### Trecho do documento

João Wainer/Folha Imagem
Corretores trabalham na Bolsa de Valores de São Paulo


RICARDO GRINBAUM
da Reportagem Local

George Soros, o mega-especulador do mercado financeiro internacional, pode morrer de inveja. Com R$ 1.000 na carteira e em negócios fechados em um minuto, está sendo possível influenciar o preço de algumas das ações mais importantes da Bolsa de Valores de São Paulo (Bovespa).
Um ano depois do início da crise da Ásia, as Bolsas se tornaram mais vulneráveis a viradas de última hora. Com o menor volume de negócios, mesmo as pequenas transações passaram a influenciar as ações. Ficou mais fácil e barato mexer com o preço dos papéis.
A quinta-feira passada, aniversário do início da crise (2 de julho de 97), é um bom exemplo. A um minuto do fim do pregão, o lote de mil ações da Eletropaulo Metropolitana era cotado a R$ 91,00. Em três negócios relâmpagos, de R$ 920,00 cada, a cotação subiu 1% e elevou o preço da empresa em R$ 35 milhões.
Com a Sabesp ocorreu algo parecido. Um minuto antes da campanhia soar encerrando o pregão, uma operação elevou de R$ 145,00 para R$ 150,00 o preço das ações, alta de 3,5%. A compra e a venda foram feitas pela mesma corretora - o que é permitido por lei.
Situações parecidas se repetiram na sexta-feira. Os resultados de outra companhia elétrica, a Eletropaulo Bandeirante, foram influenciados por pequenas compras de última hora. Dois negócios, no valor de R$ 396,00 cada, elevaram para R$ 19,80 o preço do lote de ações, acima da média do dia, de R$ 18,97.
Negócios como esses estão ficando mais comuns na Bolsa de São Paulo, segundo os analistas de bancos. As pequenas operações de última hora chegam ao ponto de influenciar o índice Bovespa, que mede a variação do preço das ações na Bolsa.

######
### Dados da tarefa

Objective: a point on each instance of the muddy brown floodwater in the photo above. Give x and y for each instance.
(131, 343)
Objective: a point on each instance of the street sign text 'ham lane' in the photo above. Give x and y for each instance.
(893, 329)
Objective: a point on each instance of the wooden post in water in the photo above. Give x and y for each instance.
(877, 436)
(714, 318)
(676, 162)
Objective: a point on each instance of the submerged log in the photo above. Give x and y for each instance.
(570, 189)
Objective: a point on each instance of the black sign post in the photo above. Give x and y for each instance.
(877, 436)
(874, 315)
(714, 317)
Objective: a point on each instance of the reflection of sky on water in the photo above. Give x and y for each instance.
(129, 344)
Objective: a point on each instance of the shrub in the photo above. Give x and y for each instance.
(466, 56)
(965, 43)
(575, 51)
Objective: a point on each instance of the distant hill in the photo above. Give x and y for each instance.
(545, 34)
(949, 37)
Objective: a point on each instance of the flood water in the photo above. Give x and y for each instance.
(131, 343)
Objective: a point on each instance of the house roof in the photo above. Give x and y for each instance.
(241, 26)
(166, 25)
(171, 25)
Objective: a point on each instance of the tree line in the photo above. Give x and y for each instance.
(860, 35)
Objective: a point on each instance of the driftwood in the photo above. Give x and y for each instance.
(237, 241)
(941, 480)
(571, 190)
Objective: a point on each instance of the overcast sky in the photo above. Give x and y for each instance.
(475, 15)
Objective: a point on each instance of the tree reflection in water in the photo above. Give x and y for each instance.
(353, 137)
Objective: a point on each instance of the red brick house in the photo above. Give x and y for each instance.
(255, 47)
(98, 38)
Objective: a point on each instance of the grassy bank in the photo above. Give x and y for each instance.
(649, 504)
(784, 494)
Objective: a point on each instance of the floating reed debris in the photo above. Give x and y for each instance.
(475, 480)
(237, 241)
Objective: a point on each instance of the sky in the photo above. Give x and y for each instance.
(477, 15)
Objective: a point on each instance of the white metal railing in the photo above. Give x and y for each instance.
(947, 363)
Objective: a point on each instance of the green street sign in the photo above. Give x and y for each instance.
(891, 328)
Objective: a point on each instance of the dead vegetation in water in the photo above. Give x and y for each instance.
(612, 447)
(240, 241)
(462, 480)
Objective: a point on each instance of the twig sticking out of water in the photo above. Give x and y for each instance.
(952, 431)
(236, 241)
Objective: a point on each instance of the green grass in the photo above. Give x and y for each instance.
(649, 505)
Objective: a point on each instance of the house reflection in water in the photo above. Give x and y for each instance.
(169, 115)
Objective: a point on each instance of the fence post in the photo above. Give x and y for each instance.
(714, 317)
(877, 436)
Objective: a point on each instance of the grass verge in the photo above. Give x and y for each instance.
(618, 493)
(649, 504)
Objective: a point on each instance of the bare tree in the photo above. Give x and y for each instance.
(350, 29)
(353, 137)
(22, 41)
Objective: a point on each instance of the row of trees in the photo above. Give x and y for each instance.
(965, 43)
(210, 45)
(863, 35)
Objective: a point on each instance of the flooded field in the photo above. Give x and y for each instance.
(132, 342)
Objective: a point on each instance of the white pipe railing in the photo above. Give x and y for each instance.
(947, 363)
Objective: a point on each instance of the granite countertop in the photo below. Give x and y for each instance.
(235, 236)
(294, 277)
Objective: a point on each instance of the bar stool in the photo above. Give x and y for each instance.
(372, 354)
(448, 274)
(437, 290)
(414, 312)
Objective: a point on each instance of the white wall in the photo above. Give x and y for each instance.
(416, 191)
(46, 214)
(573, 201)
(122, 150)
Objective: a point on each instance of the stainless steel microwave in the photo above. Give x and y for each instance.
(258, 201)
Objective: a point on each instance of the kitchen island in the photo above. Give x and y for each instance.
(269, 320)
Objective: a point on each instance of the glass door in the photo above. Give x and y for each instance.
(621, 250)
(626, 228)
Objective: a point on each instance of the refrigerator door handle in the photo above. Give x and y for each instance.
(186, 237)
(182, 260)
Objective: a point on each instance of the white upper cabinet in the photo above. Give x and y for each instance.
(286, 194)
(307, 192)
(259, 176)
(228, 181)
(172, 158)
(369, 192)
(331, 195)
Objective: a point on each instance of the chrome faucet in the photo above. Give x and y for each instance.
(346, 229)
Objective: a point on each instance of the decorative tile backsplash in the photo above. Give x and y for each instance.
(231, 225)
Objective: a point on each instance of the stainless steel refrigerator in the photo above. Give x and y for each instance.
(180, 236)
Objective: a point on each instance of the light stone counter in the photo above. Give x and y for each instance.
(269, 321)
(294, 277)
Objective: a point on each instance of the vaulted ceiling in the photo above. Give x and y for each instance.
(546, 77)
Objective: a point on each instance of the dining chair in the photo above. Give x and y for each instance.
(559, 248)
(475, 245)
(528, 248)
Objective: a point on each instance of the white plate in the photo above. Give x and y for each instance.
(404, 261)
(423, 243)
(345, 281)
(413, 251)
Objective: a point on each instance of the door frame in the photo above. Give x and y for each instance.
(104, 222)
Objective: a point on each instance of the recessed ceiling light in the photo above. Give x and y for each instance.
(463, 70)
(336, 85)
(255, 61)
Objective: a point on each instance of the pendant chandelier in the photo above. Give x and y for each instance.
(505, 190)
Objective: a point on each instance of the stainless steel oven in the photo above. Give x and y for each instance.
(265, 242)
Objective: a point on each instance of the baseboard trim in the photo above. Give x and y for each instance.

######

Tarefas propostas:
A – Localize nos registros todas as linhas que contêm a palavra "green" e copie-as, diferenciando maiúsculas de minúsculas.
B – Escreva a continuação da reportagem sobre os negócios de última hora na Bovespa a partir do ponto em que ela termina.
O texto e os registros não têm nenhuma relação entre si.

Respostas por tarefa:
A –
Objective: a point on each instance of the green street sign in the photo above. Give x and y for each instance.
Objective: a point on each instance of the green grass in the photo above. Give x and y for each instance.

B –
Na quinta-feira, o pregão terminou com queda de aproximadamente 0,60% nas cotações, mas ainda não haviam sido computados os boletos com os registros dos últimos negócios. Somados as operações fechadas em cima da hora, o resultado mudou para uma queda menor, de 0,14%.

"Embelezar a janela"
Os especialistas descrevem o que está acontecendo na Bolsa de São Paulo como um fenômeno conhecido no mercado financeiro por dois nomes em inglês: "paint the tape" (pintar a fita) e "window dressing" (embelezar a janela).
A idéia é a mesma: criar um novo preço para os papéis no fechamento para influenciar nos negócios do dia seguinte ou forçar a alta de cotações para melhorar, aos olhos dos aplicadores, o desempenho de fundos de investimento.
Esse tipo de truque sempre existiu e não só no Brasil. A diferença é que em um mercado em ebulição, com muita gente comprando e vendendo ações, é mais difícil fazer a operação. Não dá para forçar a mão, quando outros negócios estão sendo fechados com os mesmos papéis e preços diferentes.
"Como o preço das ações caiu no último ano, ficou mais barato fazer essas operações", diz Rodrigo Bresser Pereira, gerente de investimentos do banco Matrix. "Essas jogadas podem influenciar as cotações em um dia ou dois, mas o que conta no final são indicadores mais consistentes."
Para os especialistas, essas operações prosperam quando não há tendência nítida no mercado de ações. As decisões de negócios ficam concentradas em investidores que ganham com a oscilação diária dos preços e não com apostas de longo prazo.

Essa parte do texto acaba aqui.